BEGIN Dataset records

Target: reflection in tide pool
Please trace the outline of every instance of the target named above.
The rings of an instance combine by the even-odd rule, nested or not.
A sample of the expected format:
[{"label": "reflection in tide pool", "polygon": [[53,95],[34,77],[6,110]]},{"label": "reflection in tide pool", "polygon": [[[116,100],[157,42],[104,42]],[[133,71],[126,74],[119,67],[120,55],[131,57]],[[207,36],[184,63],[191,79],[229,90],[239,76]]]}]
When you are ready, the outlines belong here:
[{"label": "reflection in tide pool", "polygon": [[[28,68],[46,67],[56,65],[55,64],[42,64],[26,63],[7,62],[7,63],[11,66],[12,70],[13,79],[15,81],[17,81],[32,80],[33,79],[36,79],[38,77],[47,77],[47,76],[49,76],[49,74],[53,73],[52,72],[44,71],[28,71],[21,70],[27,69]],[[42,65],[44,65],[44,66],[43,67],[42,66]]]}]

END Dataset records

Render the listing as a two-column CSV with the headers "request" and "answer", one row per request. Put each request's text and its answer in a single quoted field, replacing line breaks with spaces.

▶ _Finished exercise_
request,answer
"Target: reflection in tide pool Please trace the outline of every instance of the target named above. The rings of an instance combine by the even-odd rule, nested or not. A sample of the expected format: [{""label"": ""reflection in tide pool"", ""polygon"": [[53,95],[34,77],[6,110]]},{""label"": ""reflection in tide pool"", ""polygon"": [[[116,100],[157,42],[104,42]],[[133,71],[126,74],[119,67],[120,55],[131,57]],[[207,36],[184,63],[191,79],[229,90],[239,76]]]}] When you are ready, the outlines belong here:","[{""label"": ""reflection in tide pool"", ""polygon"": [[[28,68],[46,67],[56,65],[55,64],[42,64],[26,63],[7,62],[7,63],[11,66],[12,70],[13,79],[15,81],[17,81],[32,80],[33,79],[36,79],[38,77],[47,77],[47,76],[49,76],[49,74],[53,73],[52,72],[44,71],[28,71],[21,70],[27,69]],[[42,65],[44,65],[44,66],[43,67],[42,66]]]}]"